[Begin]
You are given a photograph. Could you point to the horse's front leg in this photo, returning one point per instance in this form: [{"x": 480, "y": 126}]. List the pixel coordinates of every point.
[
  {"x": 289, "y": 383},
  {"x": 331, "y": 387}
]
[End]
● STATED EXERCISE
Repeat every line of the material above without changing a single character.

● RESULT OF THE EXERCISE
You are given a photograph. Could you point to the horse's front leg in this photo, returning one point per instance in this form: [{"x": 480, "y": 126}]. List the pixel coordinates of every point.
[
  {"x": 289, "y": 383},
  {"x": 331, "y": 387}
]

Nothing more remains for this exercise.